Required work
Each entry needs to be restated exactly as written.

[begin Data for processing]

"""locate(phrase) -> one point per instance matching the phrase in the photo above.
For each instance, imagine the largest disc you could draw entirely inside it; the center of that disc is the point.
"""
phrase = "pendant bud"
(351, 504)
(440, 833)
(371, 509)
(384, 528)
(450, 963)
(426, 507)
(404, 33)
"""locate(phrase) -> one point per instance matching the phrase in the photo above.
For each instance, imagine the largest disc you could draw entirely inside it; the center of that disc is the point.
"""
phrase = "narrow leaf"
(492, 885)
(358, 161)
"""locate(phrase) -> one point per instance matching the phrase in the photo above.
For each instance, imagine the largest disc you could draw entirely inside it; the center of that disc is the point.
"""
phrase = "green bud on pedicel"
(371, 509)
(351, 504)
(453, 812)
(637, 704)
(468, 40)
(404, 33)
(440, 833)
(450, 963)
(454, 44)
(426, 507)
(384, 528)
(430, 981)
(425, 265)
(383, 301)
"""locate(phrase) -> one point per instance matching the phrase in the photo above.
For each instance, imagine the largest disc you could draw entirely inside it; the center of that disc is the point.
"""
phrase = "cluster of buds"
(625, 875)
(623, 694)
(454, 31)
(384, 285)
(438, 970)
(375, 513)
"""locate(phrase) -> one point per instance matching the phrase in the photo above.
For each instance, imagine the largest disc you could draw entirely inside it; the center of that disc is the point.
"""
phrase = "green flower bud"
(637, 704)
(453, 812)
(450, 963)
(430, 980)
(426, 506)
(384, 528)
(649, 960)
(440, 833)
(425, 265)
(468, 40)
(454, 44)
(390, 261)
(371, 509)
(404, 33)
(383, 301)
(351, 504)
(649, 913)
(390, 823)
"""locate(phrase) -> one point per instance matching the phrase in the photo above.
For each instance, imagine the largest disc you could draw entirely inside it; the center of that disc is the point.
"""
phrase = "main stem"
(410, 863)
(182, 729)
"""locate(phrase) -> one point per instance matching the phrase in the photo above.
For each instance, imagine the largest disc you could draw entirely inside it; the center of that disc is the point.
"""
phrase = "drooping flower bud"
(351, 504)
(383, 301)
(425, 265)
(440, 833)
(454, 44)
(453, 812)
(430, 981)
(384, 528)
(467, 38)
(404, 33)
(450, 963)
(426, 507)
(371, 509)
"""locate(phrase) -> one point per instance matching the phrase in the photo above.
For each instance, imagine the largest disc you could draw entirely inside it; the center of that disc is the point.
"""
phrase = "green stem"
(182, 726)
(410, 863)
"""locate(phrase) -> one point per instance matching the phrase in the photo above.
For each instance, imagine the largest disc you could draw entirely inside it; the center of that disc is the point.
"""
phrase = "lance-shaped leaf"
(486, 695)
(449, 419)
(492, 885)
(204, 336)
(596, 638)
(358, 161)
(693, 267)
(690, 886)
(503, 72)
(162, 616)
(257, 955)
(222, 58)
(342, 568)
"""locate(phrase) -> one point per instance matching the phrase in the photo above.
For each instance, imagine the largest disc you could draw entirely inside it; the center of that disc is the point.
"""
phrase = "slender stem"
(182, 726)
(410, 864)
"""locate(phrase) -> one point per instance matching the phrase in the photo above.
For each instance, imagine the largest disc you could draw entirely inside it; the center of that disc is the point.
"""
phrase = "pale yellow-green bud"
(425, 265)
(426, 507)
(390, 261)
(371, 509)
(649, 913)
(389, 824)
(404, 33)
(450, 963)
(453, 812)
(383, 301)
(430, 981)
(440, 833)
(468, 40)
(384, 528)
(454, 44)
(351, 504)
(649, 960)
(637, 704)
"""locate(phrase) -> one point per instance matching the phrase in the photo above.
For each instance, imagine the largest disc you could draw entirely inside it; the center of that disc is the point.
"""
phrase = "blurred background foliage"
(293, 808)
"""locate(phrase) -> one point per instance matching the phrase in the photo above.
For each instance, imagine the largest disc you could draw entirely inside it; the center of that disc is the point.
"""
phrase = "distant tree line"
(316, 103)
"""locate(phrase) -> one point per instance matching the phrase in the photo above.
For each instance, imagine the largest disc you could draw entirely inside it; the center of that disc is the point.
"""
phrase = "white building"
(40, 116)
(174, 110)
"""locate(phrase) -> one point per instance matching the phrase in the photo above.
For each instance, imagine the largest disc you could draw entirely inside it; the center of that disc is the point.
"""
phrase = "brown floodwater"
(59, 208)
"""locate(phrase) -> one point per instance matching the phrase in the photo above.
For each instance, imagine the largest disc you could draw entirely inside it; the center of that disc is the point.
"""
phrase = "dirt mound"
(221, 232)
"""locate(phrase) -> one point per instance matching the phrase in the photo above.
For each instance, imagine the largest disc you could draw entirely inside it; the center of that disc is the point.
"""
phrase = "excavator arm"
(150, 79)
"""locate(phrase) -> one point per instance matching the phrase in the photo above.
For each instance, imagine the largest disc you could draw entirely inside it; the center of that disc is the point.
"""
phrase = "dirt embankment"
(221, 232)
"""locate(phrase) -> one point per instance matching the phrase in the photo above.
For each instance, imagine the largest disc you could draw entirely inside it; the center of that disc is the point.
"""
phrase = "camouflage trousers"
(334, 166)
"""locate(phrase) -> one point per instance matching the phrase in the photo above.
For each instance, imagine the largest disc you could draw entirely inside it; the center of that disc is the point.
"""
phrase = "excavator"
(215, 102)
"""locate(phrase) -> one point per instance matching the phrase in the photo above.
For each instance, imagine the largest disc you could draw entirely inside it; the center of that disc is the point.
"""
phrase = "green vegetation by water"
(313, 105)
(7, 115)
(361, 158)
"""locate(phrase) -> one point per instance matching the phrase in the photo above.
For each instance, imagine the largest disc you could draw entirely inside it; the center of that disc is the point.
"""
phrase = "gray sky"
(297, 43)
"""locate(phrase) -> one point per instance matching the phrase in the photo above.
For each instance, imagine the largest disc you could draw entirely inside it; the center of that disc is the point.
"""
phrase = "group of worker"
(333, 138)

[end Data for processing]

Exercise output
"""locate(phrase) -> one point per instance matching the phrase in the photo above.
For each instance, imagine the largest disc you could draw entirely inside it; the center of that disc is the point.
"""
phrase = "pendant bud"
(351, 504)
(440, 833)
(371, 509)
(384, 528)
(450, 963)
(426, 507)
(404, 33)
"""locate(phrase) -> one point per instance matching the phrase in the photo above.
For each instance, imagine the largest disc you could draw entirely inside it; the center of that disc is the point.
"""
phrase = "narrow leaf"
(492, 885)
(358, 161)
"""locate(phrase) -> one point per instance matching the phrase in the photo above.
For each instance, imagine the largest disc you could draw entirely inside it; the center of that disc is the point.
"""
phrase = "green bud on pedicel"
(371, 509)
(351, 504)
(453, 812)
(637, 704)
(468, 40)
(404, 33)
(440, 833)
(450, 963)
(454, 44)
(426, 507)
(384, 528)
(430, 981)
(425, 265)
(383, 301)
"""locate(phrase) -> one point per instance matching the phrase in the photo above.
For each instance, imagine the largest disc you could draw entirely inside it; the center of that disc is the point.
"""
phrase = "cluster of buds"
(625, 875)
(623, 694)
(454, 31)
(384, 285)
(438, 970)
(375, 513)
"""locate(phrase) -> one point per instance matching the phrase in the photo above.
For each instance, imagine the largest disc you could draw entirely inside it; the center of that disc is the point.
"""
phrase = "green flower bud"
(637, 704)
(453, 812)
(450, 963)
(430, 980)
(426, 506)
(384, 528)
(649, 960)
(440, 833)
(425, 265)
(468, 40)
(454, 44)
(390, 261)
(371, 509)
(404, 33)
(383, 301)
(351, 504)
(649, 913)
(390, 823)
"""locate(phrase) -> one point per instance matching the phrase in the photo above.
For each instance, imagine the largest disc you could draw entirely inside it; the center of that disc is the point.
"""
phrase = "main stem"
(410, 863)
(182, 729)
"""locate(phrase) -> one point per instance matching the phrase in the photo above.
For each instance, imagine the largest disc you could draw entirely inside it; the center of that disc is the point.
"""
phrase = "drooping flower bud"
(351, 504)
(383, 301)
(425, 265)
(440, 833)
(454, 44)
(453, 812)
(430, 981)
(384, 528)
(467, 38)
(404, 33)
(450, 963)
(426, 507)
(371, 509)
"""locate(phrase) -> one point per instance matching the phrase in the photo above.
For each instance, imagine the largest disc you could draw entirely inside it; the center of that disc is the point.
"""
phrase = "green stem"
(182, 726)
(410, 863)
"""locate(phrase) -> one point per instance matching the phrase in the photo above.
For each instance, imagine the largest disc you could draw entirely inside it; the center of that disc is the point.
"""
phrase = "lance-shaped leaf"
(486, 695)
(449, 419)
(492, 885)
(204, 336)
(596, 638)
(358, 161)
(693, 267)
(690, 886)
(503, 72)
(162, 616)
(257, 955)
(222, 58)
(342, 568)
"""locate(phrase) -> one point per instance matching the phrase in the photo above.
For each instance, imagine the largest disc you could draw entirely inside it; the center of that disc is the point.
"""
phrase = "slender stem"
(182, 726)
(410, 864)
"""locate(phrase) -> one point per instance matching the phrase in the photo above.
For each instance, imagine the largest disc you could draw entirely inside it; the center of that disc is the point.
"""
phrase = "pale yellow-green bud"
(425, 265)
(426, 507)
(390, 261)
(371, 509)
(649, 913)
(389, 824)
(404, 33)
(450, 963)
(453, 812)
(383, 301)
(430, 981)
(440, 833)
(468, 40)
(384, 528)
(454, 44)
(351, 504)
(649, 960)
(637, 704)
"""locate(phrase) -> one point per instance matching the phrase in the photo above.
For each instance, imagine the largest disc you could draw entirely inside it; the center of that disc is the point.
"""
phrase = "blurred background foliage"
(293, 808)
"""locate(phrase) -> one point per instance matching the phrase in the photo above.
For each instance, imagine the largest disc you could draw entirely inside it; the center of that disc is the point.
"""
phrase = "distant tree line"
(316, 103)
"""locate(phrase) -> one point per instance matching the phrase in the photo above.
For each instance, imagine the largest disc you could draw entirely inside it; the center of that disc is the point.
"""
phrase = "white building"
(40, 116)
(174, 110)
"""locate(phrase) -> one point per instance matching the phrase in the photo above.
For each instance, imagine the largest disc you could draw entirely inside it; the center of that disc is the point.
"""
phrase = "brown floodwater"
(59, 208)
"""locate(phrase) -> one point per instance matching the phrase in the photo above.
For each instance, imagine the largest disc you could draw entirely inside it; the center of that disc is the point.
"""
phrase = "dirt mound"
(221, 232)
"""locate(phrase) -> one point per instance matching the phrase in the photo above.
For each instance, imagine the largest disc you could draw entirely inside it; the center of that disc is the point.
"""
phrase = "excavator arm"
(150, 79)
"""locate(phrase) -> one point per instance matching the phrase in the photo above.
For each instance, imagine the largest disc you could draw entirely inside it; the center of that disc is the point.
"""
phrase = "dirt embankment"
(221, 232)
"""locate(phrase) -> one point per instance matching the phrase in the photo above.
For each instance, imagine the largest disc you could draw entirely inside it; the center of that disc is the point.
"""
phrase = "camouflage trousers"
(334, 166)
"""locate(phrase) -> one point per instance matching the phrase in the photo above.
For each instance, imagine the largest disc you could draw entirely inside it; the center of that disc is the point.
"""
phrase = "excavator"
(215, 102)
"""locate(phrase) -> one point per instance matching the phrase in the photo above.
For each instance, imagine the largest disc you could draw entirely inside it; the center of that disc is the point.
"""
phrase = "green vegetation by water"
(313, 105)
(7, 115)
(361, 158)
"""locate(phrase) -> one point per instance matching the phrase in the photo above.
For each instance, imagine the largest disc you could draw entirely inside it; the center of that disc is the point.
"""
phrase = "gray sky"
(297, 43)
"""locate(phrase) -> one point per instance matching the phrase in the photo above.
For each instance, imagine the largest disc you could draw entirely inside it; the center of that disc is the point.
"""
phrase = "group of worker"
(333, 138)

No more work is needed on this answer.